■ Activity 1: The passage about David Reardon quotes the Elliot Institute's stated research aim. List each thing whose effects that aim names.
■ Activity 2: According to the passage about David Reardon, which institution granted his degree in biomedical ethics?
■ Activity 3: Decide whether each statement agrees with the passage about David Reardon. Answer yes or no, and quote the words from the passage that settle it. (a) Reardon founded the Elliot Institute. (b) Reardon's degree comes from an accredited school. (c) Post-abortion counseling ministries are described as a shrinking industry.

■ Text section:
------------
David Reardon is an American electrical engineer and anti-abortion activist with a bogus degree in biomedical ethics from Pacific Western University, an unaccredited, now-defunct diploma mill. He is the founder of the Elliot Institute, an anti-abortion advocacy group, and the author of a number of articles and books on abortion and mental health. As such, Reardon is one of the most influential propagators of the myth that abortion causes psychological health issues, which he backs up with a thick layer of pseudoscience and discredited “studies” (like the infamous Priscilla Coleman et al. study). Indeed, Reardon’s main anti-abortion strategy is to try to argue that abortion is not only morally wrong, but that there are prudential reasons – women’s health and well-being – for making it illegal, a position that is hard to sustain without an unhealthy dose of pseudoscience, denialism and conspiracy mongering. The purpose of the Elliot Institute is accordingly to study “the effects of eugenics, abortion, population control, and sexual attitudes and practices on individuals and society at large,” where “study” means “working hard to make the data fit the hypothesis by any means necessary.”
Reardon’s nonsense is not exactly fringe-nonsense in the anti-abortion movement, however: post-abortion counseling ministries are a growing industry, and part of an effort by the pro-life movement to outlaw abortion by stressing its purported psychological effects. “Even if pro-abortionists got five paragraphs explaining that abortion is safe and we got only one line saying it's dangerous, the seed of doubt is planted,” Reardon wrote in his book.
Diagnosis: It’s almost as if any issue taken up by wingnuts and fundies turns into pseudoscience, denialism and conspiracy theorizing by default. Reardon has at least emerged as a major producer of pseudoscientific bullshit, and one whose impact is non-negligible.
------------
■ Listed entries:
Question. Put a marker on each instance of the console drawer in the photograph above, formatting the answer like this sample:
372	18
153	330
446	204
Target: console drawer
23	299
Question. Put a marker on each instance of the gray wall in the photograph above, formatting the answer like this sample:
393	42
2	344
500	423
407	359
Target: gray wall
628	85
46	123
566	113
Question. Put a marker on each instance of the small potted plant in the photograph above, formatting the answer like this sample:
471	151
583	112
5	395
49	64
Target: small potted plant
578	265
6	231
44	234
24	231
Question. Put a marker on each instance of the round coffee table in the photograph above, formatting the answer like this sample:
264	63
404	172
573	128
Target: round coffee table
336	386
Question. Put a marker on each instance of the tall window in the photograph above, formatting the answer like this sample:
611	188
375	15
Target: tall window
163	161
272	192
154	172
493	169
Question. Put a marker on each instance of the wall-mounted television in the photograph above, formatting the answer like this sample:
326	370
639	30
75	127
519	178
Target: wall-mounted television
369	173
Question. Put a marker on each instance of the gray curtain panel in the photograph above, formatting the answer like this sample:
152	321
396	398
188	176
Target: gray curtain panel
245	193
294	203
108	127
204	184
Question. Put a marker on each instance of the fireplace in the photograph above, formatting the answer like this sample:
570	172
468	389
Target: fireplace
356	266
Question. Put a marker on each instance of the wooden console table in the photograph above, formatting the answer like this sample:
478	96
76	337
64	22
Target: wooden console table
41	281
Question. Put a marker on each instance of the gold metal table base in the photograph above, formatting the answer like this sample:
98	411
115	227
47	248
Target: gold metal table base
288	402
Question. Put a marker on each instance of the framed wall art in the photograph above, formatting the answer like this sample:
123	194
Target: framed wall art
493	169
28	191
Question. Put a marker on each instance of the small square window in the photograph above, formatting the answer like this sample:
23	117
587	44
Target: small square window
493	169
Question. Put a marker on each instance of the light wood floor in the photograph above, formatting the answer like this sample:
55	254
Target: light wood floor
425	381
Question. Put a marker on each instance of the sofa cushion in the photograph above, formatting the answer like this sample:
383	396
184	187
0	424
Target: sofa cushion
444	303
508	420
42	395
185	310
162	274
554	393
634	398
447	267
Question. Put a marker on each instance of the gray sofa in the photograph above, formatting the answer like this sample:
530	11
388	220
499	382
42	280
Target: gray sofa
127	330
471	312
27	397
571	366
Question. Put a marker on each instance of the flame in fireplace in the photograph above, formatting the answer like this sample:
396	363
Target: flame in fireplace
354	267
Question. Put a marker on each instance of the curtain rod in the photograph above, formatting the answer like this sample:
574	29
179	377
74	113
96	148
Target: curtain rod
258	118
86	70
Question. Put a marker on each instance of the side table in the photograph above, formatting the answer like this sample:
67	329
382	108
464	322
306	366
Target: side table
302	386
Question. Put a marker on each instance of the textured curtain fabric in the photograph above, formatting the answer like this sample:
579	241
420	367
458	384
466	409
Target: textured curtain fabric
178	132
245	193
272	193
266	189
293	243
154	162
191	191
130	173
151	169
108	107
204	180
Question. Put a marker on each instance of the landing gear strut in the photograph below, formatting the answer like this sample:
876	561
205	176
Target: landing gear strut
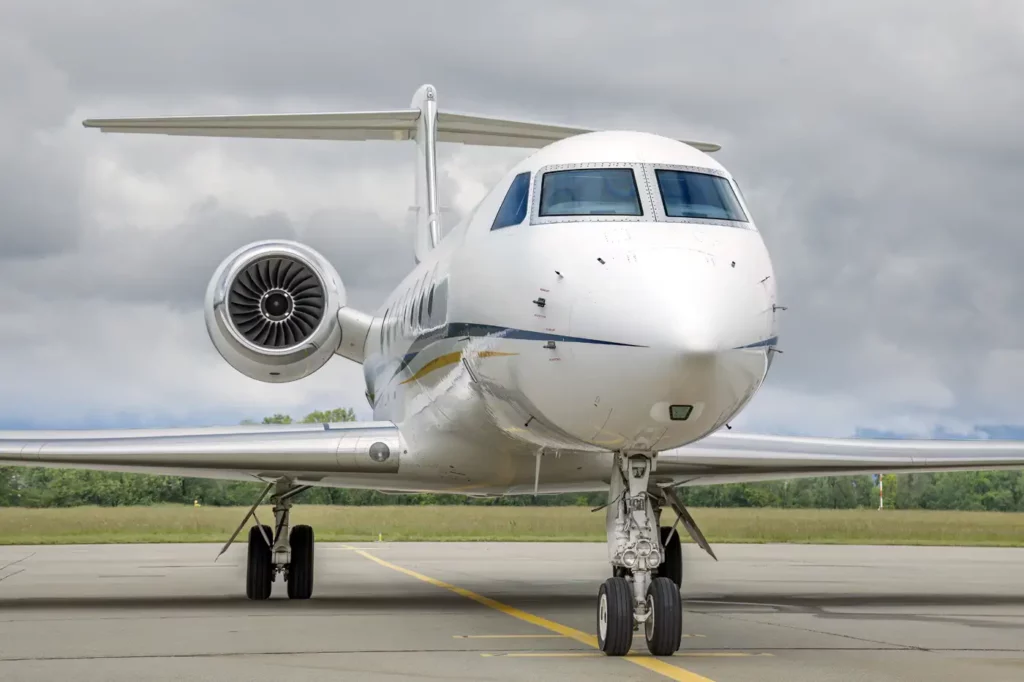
------------
■ Task solution 1: Eugenics, abortion, population control, and sexual attitudes and practices.

■ Task solution 2: Pacific Western University.

■ Task solution 3:
(a) Yes: "He is the founder of the Elliot Institute"
(b) No: "an unaccredited, now-defunct diploma mill"
(c) No: "post-abortion counseling ministries are a growing industry"